Dataset records about object locations:
◆ ◆ ◆ ◆

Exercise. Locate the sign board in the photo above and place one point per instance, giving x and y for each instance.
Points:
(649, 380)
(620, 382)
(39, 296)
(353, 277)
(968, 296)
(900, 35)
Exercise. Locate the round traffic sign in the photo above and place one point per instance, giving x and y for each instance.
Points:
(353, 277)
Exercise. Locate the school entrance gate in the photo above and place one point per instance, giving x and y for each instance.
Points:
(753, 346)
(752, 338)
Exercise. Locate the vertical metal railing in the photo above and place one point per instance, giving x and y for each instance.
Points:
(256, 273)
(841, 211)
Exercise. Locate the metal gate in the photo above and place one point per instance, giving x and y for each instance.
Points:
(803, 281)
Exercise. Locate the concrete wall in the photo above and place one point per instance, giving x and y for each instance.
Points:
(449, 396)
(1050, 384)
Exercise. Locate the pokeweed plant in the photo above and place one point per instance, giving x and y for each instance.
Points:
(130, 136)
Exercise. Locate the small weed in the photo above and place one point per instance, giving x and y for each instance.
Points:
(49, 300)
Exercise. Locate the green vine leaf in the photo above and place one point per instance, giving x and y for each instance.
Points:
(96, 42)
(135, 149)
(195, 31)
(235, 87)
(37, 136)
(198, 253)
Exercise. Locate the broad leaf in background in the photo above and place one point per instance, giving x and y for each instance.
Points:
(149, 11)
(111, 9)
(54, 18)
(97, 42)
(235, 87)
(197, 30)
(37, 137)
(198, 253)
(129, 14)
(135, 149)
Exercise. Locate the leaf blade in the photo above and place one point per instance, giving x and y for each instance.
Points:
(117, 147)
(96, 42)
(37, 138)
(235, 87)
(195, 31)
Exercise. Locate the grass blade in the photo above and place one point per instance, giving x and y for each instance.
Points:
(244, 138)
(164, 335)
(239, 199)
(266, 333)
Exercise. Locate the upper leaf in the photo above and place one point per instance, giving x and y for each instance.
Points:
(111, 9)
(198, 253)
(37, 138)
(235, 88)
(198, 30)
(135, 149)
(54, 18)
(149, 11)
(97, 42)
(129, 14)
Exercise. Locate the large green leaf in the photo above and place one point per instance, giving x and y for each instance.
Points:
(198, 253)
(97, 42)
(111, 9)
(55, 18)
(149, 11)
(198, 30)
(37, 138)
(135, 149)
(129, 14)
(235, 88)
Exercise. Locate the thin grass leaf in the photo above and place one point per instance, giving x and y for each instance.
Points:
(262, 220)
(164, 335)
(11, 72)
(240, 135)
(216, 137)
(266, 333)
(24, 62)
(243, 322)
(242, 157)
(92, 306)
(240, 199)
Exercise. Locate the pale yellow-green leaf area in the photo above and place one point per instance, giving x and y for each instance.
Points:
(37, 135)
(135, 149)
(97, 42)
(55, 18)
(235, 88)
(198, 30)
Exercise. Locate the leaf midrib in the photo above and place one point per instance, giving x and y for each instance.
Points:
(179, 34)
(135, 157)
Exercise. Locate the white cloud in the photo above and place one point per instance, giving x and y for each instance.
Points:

◆ ◆ ◆ ◆

Task: Output all of the data above without any alteration.

The response:
Exercise. Locate the sign board in the photo above and place one point per instance, giving x and y for each instance.
Points:
(649, 380)
(620, 382)
(39, 296)
(353, 277)
(968, 296)
(900, 35)
Exercise. Locate the round traffic sign in the photo above and place one point per instance, giving x and y for each instance.
Points:
(353, 277)
Exercise. Locate the school entrance gate in the photo above and place one point per instance, giving x and y for each instance.
Points:
(753, 346)
(752, 338)
Exercise. Locate the vertical metal railing in the photo above and place one point per instance, giving x and y for each instance.
Points:
(256, 273)
(841, 211)
Exercise. Locate the metal gate in the photo above and place one point per instance, giving x and y for each instance.
Points:
(803, 281)
Exercise. Locate the concrete wall in the photo above and place one point per instance, giving x and y for each instance.
Points:
(449, 396)
(1050, 384)
Exercise. Locate the pokeweed plant in the photo above and place one point per instance, giving x and y for each instance.
Points:
(130, 136)
Exercise. Locate the small weed in the photo above and place one point per instance, giving x and y for each instance.
Points:
(49, 300)
Exercise. Locate the green vine leaf in the photo above and place one point per instance, giving x and y for each instance.
Points:
(96, 42)
(135, 149)
(195, 31)
(235, 87)
(37, 136)
(198, 253)
Exercise. Locate the broad leaf in background in the photo above and place one point per instance, giving x and y for each instance.
Points:
(149, 11)
(111, 9)
(54, 18)
(97, 42)
(235, 87)
(197, 30)
(37, 137)
(198, 253)
(129, 14)
(135, 149)
Exercise. Locate the leaf blade in the photo above and place one point per instance, giving x and y for each instance.
Points:
(117, 147)
(96, 42)
(37, 138)
(235, 87)
(195, 31)
Exercise. Locate the grass blade in the photo above and place one point per instance, giving x and y for each instance.
Points:
(244, 138)
(164, 335)
(239, 199)
(266, 333)
Exercise. Locate the upper leaf in the photo above and place one point per instance, giving x and y for each instance.
Points:
(111, 9)
(198, 253)
(37, 138)
(235, 88)
(198, 30)
(135, 149)
(54, 18)
(149, 11)
(97, 42)
(129, 14)
Exercise. Locate the large green leaf in the photo above and place one point per instance, giving x and y for each instance.
Points:
(198, 253)
(97, 42)
(111, 9)
(55, 18)
(149, 11)
(198, 30)
(37, 138)
(135, 149)
(129, 14)
(235, 88)
Exercise. Locate the thin grass leaf in the photo above and place one point per instance, giving x and y for each instance.
Points:
(262, 220)
(164, 335)
(11, 72)
(240, 135)
(216, 137)
(266, 333)
(24, 62)
(243, 322)
(242, 157)
(92, 306)
(240, 199)
Exercise. Locate the pale yellow-green leaf area in the photo above and place one point per instance, giving x and y for each instance.
Points:
(37, 135)
(135, 149)
(97, 42)
(55, 18)
(235, 88)
(198, 30)
Exercise. Locate the leaf midrib in the photo above and place one point per instance, giving x and y for each instance.
Points:
(179, 34)
(135, 157)
Exercise. Locate the white cloud in the photo above and place one point per instance, giving x and y for each instance.
Points:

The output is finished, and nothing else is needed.